What is being asked
Print, from the listing below, the lines starting at the line containing "honestly just need you to find the power" and ending at the line containing "honestly just need you to find the car windshield", exactly as they stand, and print nothing else.

Given records
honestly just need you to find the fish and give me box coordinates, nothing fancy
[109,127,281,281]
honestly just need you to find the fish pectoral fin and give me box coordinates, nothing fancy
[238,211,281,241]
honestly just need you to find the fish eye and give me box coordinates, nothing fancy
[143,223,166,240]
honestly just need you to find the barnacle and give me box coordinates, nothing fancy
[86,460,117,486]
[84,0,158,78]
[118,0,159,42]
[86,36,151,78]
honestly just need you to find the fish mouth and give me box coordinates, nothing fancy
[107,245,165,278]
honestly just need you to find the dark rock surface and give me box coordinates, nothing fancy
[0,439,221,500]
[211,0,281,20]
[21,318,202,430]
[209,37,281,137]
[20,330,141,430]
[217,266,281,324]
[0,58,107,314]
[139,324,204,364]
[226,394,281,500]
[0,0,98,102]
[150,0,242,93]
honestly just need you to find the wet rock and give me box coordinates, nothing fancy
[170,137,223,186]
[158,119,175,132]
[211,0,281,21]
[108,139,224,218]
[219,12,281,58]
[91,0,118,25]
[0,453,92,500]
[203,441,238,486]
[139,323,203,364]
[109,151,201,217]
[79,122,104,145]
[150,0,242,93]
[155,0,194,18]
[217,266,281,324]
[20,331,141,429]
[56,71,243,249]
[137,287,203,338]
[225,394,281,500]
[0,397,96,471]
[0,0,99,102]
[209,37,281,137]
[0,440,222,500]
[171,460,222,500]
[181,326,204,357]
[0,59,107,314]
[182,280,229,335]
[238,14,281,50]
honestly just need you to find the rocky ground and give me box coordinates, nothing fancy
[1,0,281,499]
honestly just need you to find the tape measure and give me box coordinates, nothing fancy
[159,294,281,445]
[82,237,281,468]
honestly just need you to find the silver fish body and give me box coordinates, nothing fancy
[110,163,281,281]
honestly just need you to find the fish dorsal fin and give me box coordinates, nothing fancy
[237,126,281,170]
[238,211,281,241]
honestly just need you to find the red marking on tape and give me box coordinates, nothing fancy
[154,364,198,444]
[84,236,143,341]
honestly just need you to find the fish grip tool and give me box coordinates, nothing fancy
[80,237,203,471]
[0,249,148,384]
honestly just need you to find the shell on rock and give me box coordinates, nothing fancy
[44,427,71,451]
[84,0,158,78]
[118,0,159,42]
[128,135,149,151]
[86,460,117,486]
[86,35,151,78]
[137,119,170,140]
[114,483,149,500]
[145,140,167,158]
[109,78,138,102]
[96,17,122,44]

--

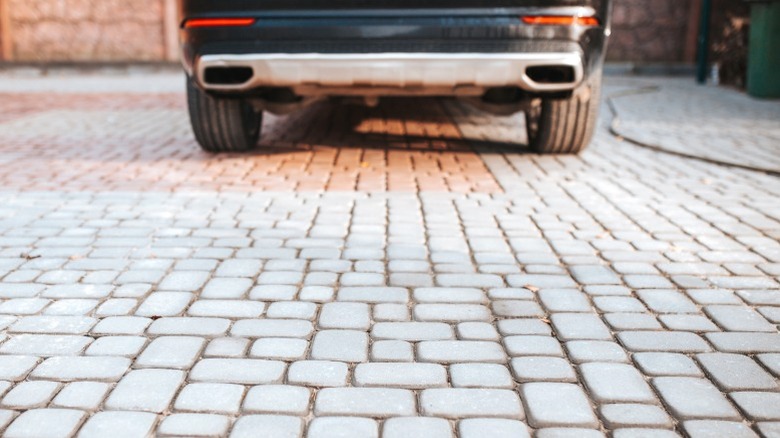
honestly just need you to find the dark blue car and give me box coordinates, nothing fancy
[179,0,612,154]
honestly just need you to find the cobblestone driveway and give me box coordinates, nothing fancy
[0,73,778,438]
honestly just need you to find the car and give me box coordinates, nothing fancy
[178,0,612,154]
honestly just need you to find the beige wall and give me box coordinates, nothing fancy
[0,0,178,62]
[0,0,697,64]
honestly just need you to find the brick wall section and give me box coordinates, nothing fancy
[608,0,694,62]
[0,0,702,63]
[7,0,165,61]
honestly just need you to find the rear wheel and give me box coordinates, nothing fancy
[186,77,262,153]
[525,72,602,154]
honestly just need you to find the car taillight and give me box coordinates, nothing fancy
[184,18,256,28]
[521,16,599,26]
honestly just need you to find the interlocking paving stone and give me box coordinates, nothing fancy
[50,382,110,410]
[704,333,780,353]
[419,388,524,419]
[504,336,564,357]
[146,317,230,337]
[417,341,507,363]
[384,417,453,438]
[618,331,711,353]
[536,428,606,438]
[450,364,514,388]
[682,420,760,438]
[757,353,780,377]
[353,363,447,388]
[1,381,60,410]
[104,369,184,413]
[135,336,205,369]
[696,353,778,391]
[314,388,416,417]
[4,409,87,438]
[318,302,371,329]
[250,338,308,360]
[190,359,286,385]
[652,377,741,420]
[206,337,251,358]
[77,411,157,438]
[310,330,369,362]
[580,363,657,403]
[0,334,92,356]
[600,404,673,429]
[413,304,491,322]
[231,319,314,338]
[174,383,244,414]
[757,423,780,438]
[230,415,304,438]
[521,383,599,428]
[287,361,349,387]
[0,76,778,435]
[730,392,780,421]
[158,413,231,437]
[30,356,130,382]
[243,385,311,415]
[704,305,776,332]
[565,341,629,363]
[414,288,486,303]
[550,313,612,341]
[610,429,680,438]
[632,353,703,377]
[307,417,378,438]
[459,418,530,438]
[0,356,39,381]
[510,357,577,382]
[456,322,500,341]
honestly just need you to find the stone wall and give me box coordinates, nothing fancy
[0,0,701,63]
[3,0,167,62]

* * *

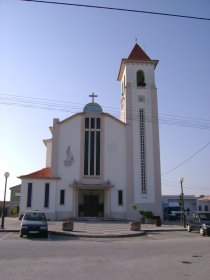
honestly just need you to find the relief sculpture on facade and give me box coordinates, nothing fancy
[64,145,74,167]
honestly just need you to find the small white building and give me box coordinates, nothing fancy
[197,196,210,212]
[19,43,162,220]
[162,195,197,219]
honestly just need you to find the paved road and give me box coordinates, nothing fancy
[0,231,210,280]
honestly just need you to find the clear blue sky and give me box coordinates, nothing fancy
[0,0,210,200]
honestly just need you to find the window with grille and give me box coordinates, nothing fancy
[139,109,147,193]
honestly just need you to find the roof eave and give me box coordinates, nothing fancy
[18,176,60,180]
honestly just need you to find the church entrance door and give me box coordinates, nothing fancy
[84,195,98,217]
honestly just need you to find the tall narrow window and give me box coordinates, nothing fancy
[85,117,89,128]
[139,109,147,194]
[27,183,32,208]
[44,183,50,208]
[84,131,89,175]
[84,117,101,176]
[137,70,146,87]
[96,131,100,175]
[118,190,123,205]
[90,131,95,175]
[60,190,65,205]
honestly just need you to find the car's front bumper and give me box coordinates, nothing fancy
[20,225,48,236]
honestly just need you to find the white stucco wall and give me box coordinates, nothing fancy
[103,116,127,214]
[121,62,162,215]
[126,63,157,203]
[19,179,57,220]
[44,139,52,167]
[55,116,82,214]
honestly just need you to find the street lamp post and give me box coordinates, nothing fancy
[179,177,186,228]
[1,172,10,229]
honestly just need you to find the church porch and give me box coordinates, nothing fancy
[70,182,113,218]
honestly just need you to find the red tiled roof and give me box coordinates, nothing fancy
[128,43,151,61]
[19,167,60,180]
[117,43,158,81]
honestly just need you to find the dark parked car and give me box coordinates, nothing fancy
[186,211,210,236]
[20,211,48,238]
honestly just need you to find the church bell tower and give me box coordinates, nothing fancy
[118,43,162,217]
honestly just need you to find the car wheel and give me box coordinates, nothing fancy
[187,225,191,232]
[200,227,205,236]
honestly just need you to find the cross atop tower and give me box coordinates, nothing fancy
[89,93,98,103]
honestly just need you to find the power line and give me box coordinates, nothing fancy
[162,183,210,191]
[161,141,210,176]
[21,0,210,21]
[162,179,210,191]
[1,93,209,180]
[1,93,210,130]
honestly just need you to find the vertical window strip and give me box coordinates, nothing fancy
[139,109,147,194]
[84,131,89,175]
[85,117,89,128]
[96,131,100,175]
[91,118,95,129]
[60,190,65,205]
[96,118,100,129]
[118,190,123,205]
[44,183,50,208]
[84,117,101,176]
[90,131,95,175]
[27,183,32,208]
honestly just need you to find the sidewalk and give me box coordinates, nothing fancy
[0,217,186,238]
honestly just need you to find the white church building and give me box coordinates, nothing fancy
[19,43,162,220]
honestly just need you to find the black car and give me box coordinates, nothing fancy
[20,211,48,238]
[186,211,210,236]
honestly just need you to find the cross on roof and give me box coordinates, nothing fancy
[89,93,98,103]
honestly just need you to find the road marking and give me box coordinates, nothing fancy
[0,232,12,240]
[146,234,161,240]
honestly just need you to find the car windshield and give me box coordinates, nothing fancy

Answer space
honestly just need you to find the power line and give me box coordinates, nothing fancy
[162,183,210,191]
[161,141,210,176]
[21,0,210,21]
[162,179,210,191]
[1,93,209,180]
[1,93,210,130]
honestly just need you to find the vertical window strip and give me box coordinates, nothing fancy
[139,109,147,194]
[84,131,89,175]
[85,117,89,128]
[96,131,100,175]
[91,118,95,129]
[60,190,65,205]
[96,118,100,129]
[118,190,123,205]
[44,183,50,208]
[84,117,101,176]
[90,131,95,175]
[27,183,32,208]
honestly just need you to find the sidewalk and give me box coordinates, nothing fancy
[0,217,186,238]
honestly just need you to find the white church building and give me box coordinates, nothing fancy
[19,43,162,220]
honestly just need you to find the black car and give me box coordinates, nothing fancy
[20,211,48,238]
[186,211,210,236]
honestly just need you to find the cross on roof and give me box coordinates, nothing fancy
[89,93,98,103]
honestly just need you to find the road marking and give me box coordinates, nothing fancy
[0,232,12,240]
[146,234,161,240]
honestly just need you to find the car windshield and give me box coordinates, nothing fancy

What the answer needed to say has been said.